SHORT PROBLEM A ▸
Write out the seed thread word for word, starting at "## SplitManJ" and ending at "seeds germinated 100%!".
SHORT PROBLEM B ▸
Carry the seed thread further, picking up right after its last sentence.

TEXT ▸
This strain was named by the members of system of a down.. i believe you can check book of big buds 3 for more information on the church...


----------



## SplitManJ

the church seeds are available online again.  the bad news is i ordered 15 seeds, and 5 of them didnt crack at all.
when i ordered another 10 seeds, i told greenhouse seeds co. about my 5 dead seeds, and they gave me another 5 seeds free to replace the dead ones i had before, with my new order of 10 seeds.  ok not bad, that was nice of them.
heres the bad news: another 5 dead seeds!
whats going on with these seeds now?  when i grew them before, all the seeds germinated 100%!
im growing more now, but will definitely switch to another strain.  even though these are easy to grow, and fairly cheap seeds, i have to spend twice as much money to get enough seeds germinated!  maybe i can save one of my plants now as a mother church, but i think im going to switch and order some seeds for chronic, white rhino, white russian, or ak-47 from now on...
good luck to everyone, and i hope your church seeds germinate, grow easy, big yields, and smoke really good!

[Records]
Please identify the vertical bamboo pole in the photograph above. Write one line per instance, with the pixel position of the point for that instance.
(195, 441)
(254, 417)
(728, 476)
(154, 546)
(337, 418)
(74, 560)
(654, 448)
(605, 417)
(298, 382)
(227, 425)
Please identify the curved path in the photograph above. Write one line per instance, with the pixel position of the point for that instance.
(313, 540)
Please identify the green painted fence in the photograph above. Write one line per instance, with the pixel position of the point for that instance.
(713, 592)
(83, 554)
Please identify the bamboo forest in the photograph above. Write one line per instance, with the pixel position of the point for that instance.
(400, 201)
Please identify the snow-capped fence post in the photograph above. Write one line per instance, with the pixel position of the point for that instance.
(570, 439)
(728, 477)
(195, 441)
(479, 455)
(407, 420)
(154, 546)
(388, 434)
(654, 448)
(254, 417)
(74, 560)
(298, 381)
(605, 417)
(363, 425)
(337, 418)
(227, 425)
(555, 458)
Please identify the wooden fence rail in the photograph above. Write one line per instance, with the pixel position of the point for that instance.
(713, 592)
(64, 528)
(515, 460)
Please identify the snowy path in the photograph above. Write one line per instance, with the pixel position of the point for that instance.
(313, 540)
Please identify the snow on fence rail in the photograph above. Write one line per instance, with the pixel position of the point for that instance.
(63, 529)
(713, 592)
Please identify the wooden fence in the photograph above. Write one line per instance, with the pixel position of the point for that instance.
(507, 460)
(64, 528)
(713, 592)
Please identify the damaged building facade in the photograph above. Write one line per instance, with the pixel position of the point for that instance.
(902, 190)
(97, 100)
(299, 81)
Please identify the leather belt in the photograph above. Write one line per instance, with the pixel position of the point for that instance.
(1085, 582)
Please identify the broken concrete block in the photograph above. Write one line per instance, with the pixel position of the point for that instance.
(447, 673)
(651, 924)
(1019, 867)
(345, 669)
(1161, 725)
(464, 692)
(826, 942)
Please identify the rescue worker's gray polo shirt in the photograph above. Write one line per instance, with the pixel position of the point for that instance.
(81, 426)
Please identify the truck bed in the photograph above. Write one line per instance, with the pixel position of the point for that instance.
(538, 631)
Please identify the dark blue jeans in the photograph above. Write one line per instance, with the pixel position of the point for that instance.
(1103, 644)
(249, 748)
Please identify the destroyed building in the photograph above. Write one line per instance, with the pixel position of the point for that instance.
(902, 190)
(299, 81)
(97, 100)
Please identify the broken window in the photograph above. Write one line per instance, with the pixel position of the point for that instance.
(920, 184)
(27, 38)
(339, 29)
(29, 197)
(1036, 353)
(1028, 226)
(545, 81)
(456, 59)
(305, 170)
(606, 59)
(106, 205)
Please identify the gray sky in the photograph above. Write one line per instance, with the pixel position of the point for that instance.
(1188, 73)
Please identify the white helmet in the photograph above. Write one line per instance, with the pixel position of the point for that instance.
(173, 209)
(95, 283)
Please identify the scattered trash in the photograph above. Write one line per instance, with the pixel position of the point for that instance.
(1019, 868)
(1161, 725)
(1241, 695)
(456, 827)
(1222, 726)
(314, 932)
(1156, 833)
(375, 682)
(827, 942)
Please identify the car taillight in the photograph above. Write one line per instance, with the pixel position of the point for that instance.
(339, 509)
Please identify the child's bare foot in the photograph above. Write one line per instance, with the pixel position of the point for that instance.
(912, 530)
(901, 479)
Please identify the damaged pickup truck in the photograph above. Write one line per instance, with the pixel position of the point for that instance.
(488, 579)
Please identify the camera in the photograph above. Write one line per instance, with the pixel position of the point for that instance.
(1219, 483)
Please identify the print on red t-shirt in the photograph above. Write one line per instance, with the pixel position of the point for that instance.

TASK RESPONSE A ▸
## SplitManJ

the church seeds are available online again.  the bad news is i ordered 15 seeds, and 5 of them didnt crack at all.
when i ordered another 10 seeds, i told greenhouse seeds co. about my 5 dead seeds, and they gave me another 5 seeds free to replace the dead ones i had before, with my new order of 10 seeds.  ok not bad, that was nice of them.
heres the bad news: another 5 dead seeds!
whats going on with these seeds now?  when i grew them before, all the seeds germinated 100%!

TASK RESPONSE B ▸
----------



## marcnh

Just my two cents on this strain.  If you live in the PNW with all the rain and humidity, greenhouse really stresses this strain WILL NOT MOLD those are their exact words.  He said "it simply will not mold"


----------



## SplitManJ

nope!  youre right!  i live in a HOT, humid climate / area, and i have not ever experienced any mold growing on my church plants!
i hope other strains i plan on growing soon do not mold like the church!
my last order of 20 seeds from greenhouse co did NOT arrive!  so be carefull when ordering from that company guys!


----------



## Tyani7505

Hey, i'm new to the forums, and just wanted to say hello.

I recently procured some seeds while taking a recent trip to amsterdam. Does anyone know how long these "The Church" seeds take to germinate? It's been 24 hours so far, and nothing has happened. I heard certain strains take up to a week to germinate, while others do it in 24 hours. Does anyone have any clue about this strain?


----------



## SplitManJ

Tyani7505 said:
			
		

> Hey, i'm new to the forums, and just wanted to say hello.
> 
> I recently procured some seeds while taking a recent trip to amsterdam. Does anyone know how long these "The Church" seeds take to germinate? It's been 24 hours so far, and nothing has happened. I heard certain strains take up to a week to germinate, while others do it in 24 hours. Does anyone have any clue about this strain?



just 24 hours?  wow, every pack of seeds ive ever had take at least 48 hours to crack!  and most of them are cracked on planted witihin a 2-4 day period.  church usually used to take me 2-4 days for them all to crack.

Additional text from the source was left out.